From the data, copy out every line in which the word "marker" appears.

Referring expression data
▶

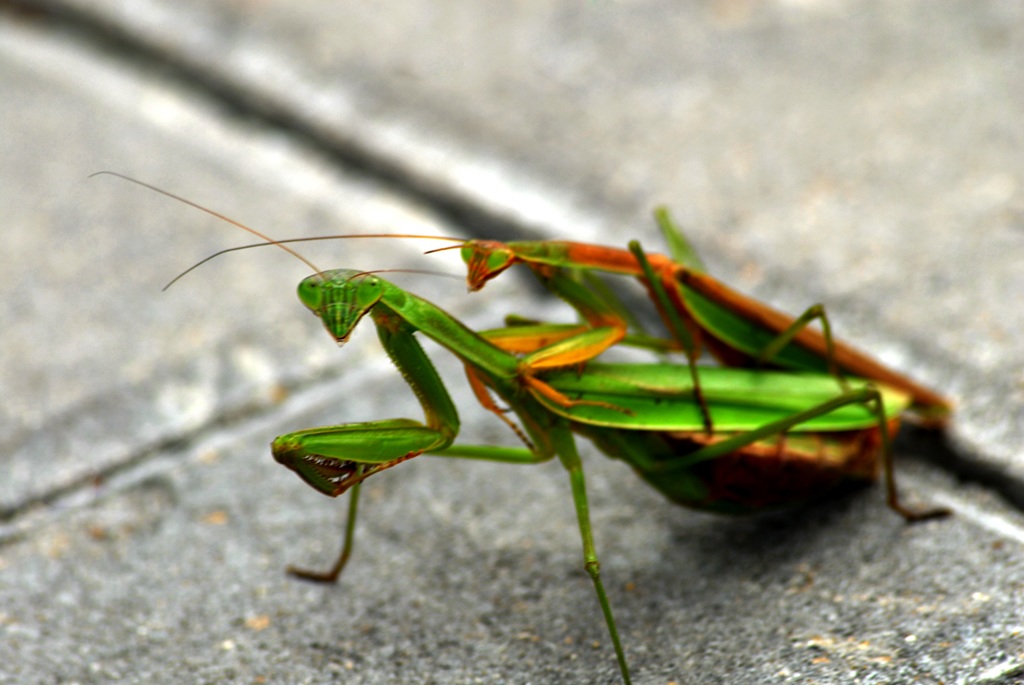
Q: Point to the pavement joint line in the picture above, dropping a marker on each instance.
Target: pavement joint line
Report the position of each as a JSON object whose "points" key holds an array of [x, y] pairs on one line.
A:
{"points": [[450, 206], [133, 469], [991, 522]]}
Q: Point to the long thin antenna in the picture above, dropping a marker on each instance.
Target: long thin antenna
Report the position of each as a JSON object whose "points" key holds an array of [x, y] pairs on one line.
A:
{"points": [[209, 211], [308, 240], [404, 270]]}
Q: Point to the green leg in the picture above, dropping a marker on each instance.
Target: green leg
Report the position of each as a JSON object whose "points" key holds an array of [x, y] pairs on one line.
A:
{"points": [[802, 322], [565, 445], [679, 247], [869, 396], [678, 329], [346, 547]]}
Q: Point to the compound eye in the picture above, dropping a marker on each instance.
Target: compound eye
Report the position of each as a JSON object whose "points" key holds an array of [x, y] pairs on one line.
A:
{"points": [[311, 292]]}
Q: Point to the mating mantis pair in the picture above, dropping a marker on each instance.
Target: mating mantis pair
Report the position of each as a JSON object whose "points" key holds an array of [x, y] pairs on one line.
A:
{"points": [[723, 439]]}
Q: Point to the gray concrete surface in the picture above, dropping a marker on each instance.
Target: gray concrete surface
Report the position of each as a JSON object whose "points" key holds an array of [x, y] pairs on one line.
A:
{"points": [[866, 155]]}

◀
▶

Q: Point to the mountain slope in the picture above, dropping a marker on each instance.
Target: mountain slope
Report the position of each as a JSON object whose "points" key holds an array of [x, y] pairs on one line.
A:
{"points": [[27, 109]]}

◀

### Task answer
Q: Point to the pavement joint line in the picture above, dropping a marker on each instance.
Q: Point to the long thin antenna in the picture above, dropping a marker on each instance.
Q: Point to the green leg in the picture above, dropping a marker on each instance.
Q: Point to the compound eye in the picture above, dropping a marker on each instance.
Q: Point to the mating mantis pair in the picture above, dropping a marker on each instance.
Q: Point to the gray concrete surface in the picture above, dropping a marker on each instance.
Q: Point to the mountain slope in the picture above, dropping a marker on each instance.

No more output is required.